Dataset entries Start Marker

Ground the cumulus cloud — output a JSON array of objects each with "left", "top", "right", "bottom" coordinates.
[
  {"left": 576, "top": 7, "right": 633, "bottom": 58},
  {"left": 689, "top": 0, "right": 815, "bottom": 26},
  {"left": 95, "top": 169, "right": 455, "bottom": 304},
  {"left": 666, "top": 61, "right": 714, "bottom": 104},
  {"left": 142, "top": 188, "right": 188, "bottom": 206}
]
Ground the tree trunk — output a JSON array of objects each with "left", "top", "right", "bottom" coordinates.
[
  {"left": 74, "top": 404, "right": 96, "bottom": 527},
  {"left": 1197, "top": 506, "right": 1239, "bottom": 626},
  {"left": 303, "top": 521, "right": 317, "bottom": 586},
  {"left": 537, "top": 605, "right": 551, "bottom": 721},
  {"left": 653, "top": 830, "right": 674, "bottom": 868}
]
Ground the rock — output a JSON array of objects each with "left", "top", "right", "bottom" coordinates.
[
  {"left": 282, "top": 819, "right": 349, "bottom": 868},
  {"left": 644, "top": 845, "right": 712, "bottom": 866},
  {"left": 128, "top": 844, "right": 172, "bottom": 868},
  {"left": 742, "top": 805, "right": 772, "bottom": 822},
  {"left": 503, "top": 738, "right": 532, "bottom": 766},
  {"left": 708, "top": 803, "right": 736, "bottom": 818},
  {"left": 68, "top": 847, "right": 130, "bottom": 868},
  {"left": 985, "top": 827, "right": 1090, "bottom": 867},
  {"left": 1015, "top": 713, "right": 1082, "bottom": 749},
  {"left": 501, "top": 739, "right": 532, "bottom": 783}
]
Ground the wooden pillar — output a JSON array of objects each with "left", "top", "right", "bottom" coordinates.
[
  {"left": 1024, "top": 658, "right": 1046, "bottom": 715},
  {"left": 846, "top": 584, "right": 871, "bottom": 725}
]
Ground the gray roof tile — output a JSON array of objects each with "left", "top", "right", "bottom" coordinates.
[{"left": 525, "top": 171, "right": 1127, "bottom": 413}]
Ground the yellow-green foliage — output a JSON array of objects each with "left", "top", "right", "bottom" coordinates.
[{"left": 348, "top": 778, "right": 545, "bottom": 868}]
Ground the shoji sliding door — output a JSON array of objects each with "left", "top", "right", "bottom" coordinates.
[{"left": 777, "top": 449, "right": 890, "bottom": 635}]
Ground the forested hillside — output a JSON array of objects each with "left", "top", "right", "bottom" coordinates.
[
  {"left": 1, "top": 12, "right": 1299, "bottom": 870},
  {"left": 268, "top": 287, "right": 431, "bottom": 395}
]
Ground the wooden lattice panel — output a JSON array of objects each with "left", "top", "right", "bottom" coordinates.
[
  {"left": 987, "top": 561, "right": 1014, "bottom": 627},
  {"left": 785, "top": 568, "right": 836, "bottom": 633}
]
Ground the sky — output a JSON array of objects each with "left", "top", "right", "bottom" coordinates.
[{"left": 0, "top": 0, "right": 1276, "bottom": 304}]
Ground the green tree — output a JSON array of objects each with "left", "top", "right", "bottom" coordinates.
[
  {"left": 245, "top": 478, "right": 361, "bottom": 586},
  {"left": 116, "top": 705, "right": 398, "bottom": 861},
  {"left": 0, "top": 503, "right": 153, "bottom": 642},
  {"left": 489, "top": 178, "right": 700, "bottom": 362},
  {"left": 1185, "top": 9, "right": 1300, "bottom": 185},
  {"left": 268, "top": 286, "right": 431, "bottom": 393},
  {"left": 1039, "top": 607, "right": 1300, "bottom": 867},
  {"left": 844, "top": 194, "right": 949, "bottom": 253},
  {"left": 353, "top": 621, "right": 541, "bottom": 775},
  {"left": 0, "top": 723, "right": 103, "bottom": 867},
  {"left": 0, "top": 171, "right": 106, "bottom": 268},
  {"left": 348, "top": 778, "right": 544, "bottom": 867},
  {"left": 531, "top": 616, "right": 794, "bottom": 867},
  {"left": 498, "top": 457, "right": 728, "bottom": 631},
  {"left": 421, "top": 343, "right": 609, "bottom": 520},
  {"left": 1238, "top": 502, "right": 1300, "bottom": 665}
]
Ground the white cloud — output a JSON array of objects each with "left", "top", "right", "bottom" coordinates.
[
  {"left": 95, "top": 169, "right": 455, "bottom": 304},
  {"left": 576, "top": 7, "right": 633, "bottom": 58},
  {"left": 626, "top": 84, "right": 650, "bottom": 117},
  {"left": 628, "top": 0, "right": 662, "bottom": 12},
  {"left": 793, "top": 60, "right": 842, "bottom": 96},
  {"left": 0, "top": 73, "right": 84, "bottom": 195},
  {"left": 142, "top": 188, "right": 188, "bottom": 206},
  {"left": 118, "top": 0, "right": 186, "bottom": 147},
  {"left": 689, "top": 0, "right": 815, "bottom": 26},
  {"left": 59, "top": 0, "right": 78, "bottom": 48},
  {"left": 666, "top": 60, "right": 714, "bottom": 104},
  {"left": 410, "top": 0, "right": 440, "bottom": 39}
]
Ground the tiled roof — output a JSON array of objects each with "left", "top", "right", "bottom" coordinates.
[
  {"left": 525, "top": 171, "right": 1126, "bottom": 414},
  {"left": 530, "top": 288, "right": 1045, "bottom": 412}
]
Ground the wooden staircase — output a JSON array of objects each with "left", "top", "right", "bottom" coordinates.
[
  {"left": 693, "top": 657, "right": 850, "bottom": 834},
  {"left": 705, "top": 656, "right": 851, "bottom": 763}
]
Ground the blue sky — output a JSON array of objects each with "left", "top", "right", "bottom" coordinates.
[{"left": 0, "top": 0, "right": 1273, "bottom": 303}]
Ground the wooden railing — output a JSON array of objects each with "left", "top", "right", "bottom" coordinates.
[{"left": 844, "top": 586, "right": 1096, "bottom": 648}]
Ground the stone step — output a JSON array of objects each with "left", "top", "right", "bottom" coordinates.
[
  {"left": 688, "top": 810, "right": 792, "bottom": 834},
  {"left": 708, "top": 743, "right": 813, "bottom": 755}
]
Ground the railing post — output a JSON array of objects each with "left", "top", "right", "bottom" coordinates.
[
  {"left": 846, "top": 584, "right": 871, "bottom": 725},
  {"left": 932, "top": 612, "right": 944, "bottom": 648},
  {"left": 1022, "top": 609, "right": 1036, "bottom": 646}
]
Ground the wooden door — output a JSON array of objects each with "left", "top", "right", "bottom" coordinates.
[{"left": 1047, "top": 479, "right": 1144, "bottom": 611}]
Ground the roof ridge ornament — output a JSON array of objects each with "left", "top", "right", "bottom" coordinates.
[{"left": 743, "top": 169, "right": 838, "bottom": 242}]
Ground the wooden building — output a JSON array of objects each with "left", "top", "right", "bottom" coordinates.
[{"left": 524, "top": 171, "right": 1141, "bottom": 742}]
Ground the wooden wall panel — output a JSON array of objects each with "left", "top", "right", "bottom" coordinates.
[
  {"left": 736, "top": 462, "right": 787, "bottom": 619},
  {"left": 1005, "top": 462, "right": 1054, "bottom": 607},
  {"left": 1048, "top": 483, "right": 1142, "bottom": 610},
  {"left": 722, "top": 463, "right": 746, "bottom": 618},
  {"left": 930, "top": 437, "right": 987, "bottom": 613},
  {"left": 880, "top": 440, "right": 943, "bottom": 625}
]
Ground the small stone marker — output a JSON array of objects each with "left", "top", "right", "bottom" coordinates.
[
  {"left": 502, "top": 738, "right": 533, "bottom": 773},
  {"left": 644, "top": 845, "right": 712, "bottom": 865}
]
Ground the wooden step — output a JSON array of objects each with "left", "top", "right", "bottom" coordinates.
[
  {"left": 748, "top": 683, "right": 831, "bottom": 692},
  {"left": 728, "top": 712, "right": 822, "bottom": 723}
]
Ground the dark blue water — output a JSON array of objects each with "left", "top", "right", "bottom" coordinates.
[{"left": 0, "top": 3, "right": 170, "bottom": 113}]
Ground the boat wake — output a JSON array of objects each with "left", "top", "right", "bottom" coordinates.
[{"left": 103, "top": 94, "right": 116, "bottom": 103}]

Dataset entries End Marker

Task directions –
Nothing but the lines from the one containing "Ground the roof" to the last line of the listing above belongs in the answer; restate each word for word.

Solution for this problem –
Ground the roof ridge ornament — output a JSON array of objects each with "left", "top", "right", "bottom" coordinates.
[{"left": 743, "top": 169, "right": 838, "bottom": 242}]
Ground the wooden building — output a JSON array of objects each with "left", "top", "right", "bottom" coordinates.
[{"left": 524, "top": 171, "right": 1141, "bottom": 742}]
Ground the wooden wall panel — output a JSON array of objects each with "left", "top", "right", "bottom" coordinates.
[
  {"left": 736, "top": 462, "right": 787, "bottom": 619},
  {"left": 1005, "top": 462, "right": 1054, "bottom": 607},
  {"left": 1048, "top": 483, "right": 1142, "bottom": 610},
  {"left": 722, "top": 463, "right": 746, "bottom": 618},
  {"left": 930, "top": 437, "right": 987, "bottom": 613},
  {"left": 880, "top": 440, "right": 943, "bottom": 625}
]
Ground the small stone marker — output a JSON array of objects each with "left", "top", "right", "bottom" coordinates.
[
  {"left": 502, "top": 738, "right": 533, "bottom": 773},
  {"left": 644, "top": 845, "right": 712, "bottom": 865}
]
Ground the wooden step — output a JSON array of objects each with "left", "top", "right", "bottom" coordinates.
[
  {"left": 748, "top": 683, "right": 831, "bottom": 692},
  {"left": 728, "top": 712, "right": 822, "bottom": 723}
]
Ground the dark blue water — output a JSON array of objects each with "left", "top", "right", "bottom" coordinates.
[{"left": 0, "top": 3, "right": 170, "bottom": 113}]
Ground the boat wake — output a JSON array of objects each with "left", "top", "right", "bottom" coordinates.
[{"left": 103, "top": 94, "right": 116, "bottom": 103}]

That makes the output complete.